TASK DESCRIPTION >> Render every line of the material below as a two-column Markdown table, putting a running number under Row and the line itself under Line, and skip any blank lines.

SUPPLIED DATA >>
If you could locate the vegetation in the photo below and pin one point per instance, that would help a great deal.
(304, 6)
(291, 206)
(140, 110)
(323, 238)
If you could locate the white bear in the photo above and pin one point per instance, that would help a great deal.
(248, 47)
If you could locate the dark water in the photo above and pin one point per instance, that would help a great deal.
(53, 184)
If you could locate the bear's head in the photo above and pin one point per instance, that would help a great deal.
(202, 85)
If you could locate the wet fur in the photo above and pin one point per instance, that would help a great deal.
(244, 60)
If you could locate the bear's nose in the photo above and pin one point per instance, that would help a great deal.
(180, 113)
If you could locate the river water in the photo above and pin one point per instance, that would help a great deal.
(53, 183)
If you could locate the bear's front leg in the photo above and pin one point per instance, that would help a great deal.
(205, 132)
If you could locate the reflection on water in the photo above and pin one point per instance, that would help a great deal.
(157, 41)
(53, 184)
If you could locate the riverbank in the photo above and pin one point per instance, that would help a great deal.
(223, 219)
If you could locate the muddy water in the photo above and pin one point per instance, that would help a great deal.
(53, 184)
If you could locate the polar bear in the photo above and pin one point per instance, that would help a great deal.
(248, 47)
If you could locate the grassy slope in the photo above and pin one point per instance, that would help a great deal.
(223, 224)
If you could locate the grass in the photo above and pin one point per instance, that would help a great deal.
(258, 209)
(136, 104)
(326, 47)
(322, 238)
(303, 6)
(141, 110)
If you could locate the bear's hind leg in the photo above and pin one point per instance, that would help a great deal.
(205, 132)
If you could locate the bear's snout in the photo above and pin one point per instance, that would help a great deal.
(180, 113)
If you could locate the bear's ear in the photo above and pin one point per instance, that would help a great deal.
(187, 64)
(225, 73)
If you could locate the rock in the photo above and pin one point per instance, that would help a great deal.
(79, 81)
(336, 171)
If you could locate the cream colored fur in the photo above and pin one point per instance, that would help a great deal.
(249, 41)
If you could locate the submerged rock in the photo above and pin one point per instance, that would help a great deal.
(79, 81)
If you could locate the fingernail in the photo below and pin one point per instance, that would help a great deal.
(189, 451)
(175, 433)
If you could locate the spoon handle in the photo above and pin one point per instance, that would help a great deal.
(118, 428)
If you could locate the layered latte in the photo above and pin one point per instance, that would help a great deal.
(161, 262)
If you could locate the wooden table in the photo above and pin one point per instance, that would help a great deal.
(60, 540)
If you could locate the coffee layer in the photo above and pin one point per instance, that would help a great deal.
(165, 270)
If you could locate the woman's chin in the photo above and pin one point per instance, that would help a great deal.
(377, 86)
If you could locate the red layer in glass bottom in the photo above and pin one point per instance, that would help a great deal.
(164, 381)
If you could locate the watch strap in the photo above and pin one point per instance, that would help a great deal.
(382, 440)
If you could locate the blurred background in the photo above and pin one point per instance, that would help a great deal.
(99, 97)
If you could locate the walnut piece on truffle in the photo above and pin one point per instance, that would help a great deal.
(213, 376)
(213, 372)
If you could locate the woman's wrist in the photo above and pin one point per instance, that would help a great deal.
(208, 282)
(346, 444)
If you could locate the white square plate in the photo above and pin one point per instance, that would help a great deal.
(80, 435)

RESPONSE TO THE EXERCISE >>
| Row | Line |
|---|---|
| 1 | If you could locate the vegetation in the photo below and pin one point per instance, that would help a great deal. |
| 2 | (304, 6) |
| 3 | (291, 206) |
| 4 | (140, 110) |
| 5 | (323, 238) |
| 6 | If you could locate the white bear in the photo above and pin one point per instance, that would help a great deal. |
| 7 | (248, 47) |
| 8 | If you could locate the dark water in the photo above and pin one point per instance, that would help a great deal. |
| 9 | (53, 184) |
| 10 | If you could locate the bear's head in the photo above and pin one point per instance, that would help a great deal. |
| 11 | (202, 85) |
| 12 | If you could locate the wet fur in the photo above and pin one point per instance, that would help a great deal. |
| 13 | (244, 60) |
| 14 | If you could locate the bear's nose in the photo above and pin one point per instance, that would help a great deal. |
| 15 | (180, 113) |
| 16 | If you could locate the river water in the photo above and pin one point per instance, that would help a great deal. |
| 17 | (53, 183) |
| 18 | If you could locate the bear's front leg in the photo above and pin one point per instance, that would help a great deal. |
| 19 | (205, 132) |
| 20 | If you could locate the reflection on water in the photo above and pin one point per instance, that would help a great deal. |
| 21 | (157, 41) |
| 22 | (53, 184) |
| 23 | If you could locate the riverbank in the photo above and pin one point per instance, that would help a great deal. |
| 24 | (223, 219) |
| 25 | If you could locate the muddy water in the photo above and pin one point per instance, that would help a great deal. |
| 26 | (53, 184) |
| 27 | If you could locate the polar bear in the photo above and pin one point per instance, that would help a great deal. |
| 28 | (248, 47) |
| 29 | If you could locate the grassy slope in the photo above and pin one point per instance, that would help a great deal. |
| 30 | (223, 224) |
| 31 | If you could locate the grass in the photo above and pin one point per instance, that would help a great deal. |
| 32 | (258, 209) |
| 33 | (136, 104) |
| 34 | (326, 47) |
| 35 | (322, 238) |
| 36 | (303, 6) |
| 37 | (141, 110) |
| 38 | If you could locate the bear's hind leg in the photo above and pin one point per instance, that would help a great deal. |
| 39 | (205, 132) |
| 40 | If you could locate the bear's snout in the photo above and pin one point per instance, that would help a great deal. |
| 41 | (180, 113) |
| 42 | If you could locate the bear's ear in the photo above and pin one point per instance, that would help a great deal. |
| 43 | (187, 64) |
| 44 | (225, 73) |
| 45 | If you could locate the rock in the photo above and pin one point per instance, that would help a great deal. |
| 46 | (79, 81) |
| 47 | (336, 171) |
| 48 | If you could locate the cream colored fur in the photo above and pin one point per instance, that would help a great deal. |
| 49 | (249, 41) |
| 50 | If you could locate the submerged rock in the photo above and pin one point per instance, that would help a great deal. |
| 51 | (79, 81) |
| 52 | If you could locate the fingernail in the photo below and pin one point per instance, that would help a great deal. |
| 53 | (189, 451) |
| 54 | (175, 433) |
| 55 | If you could locate the spoon handle in the photo above and pin one point per instance, that would help a great deal. |
| 56 | (118, 428) |
| 57 | If you could locate the layered latte in the photo above and pin one point per instance, that would help a great deal. |
| 58 | (161, 262) |
| 59 | If you could locate the wooden table in the photo above and pin one point per instance, that would help a great deal. |
| 60 | (60, 540) |
| 61 | If you could locate the coffee layer in the photo above and pin one point per instance, that would help a great deal. |
| 62 | (165, 270) |
| 63 | If you could locate the woman's chin in the photo above and pin one point per instance, that would help a great deal. |
| 64 | (377, 86) |
| 65 | If you could locate the red layer in glass bottom in the photo above and pin one point per instance, that would help a great deal. |
| 66 | (164, 381) |
| 67 | If you could locate the watch strap in the photo above and pin one point per instance, that would help a great deal. |
| 68 | (382, 440) |
| 69 | If you could locate the blurred background in the photo above and pin one point per instance, that would help a great deal. |
| 70 | (99, 97) |
| 71 | If you could locate the walnut piece on truffle in the photo above and pin one point per instance, that would help a great deal. |
| 72 | (213, 376) |
| 73 | (213, 372) |
| 74 | If you could locate the woman's wrist in the photo above and pin one point per instance, that would help a great deal. |
| 75 | (208, 282) |
| 76 | (346, 444) |
| 77 | If you could locate the white square plate in the photo above and pin one point per instance, that would help a great deal. |
| 78 | (80, 435) |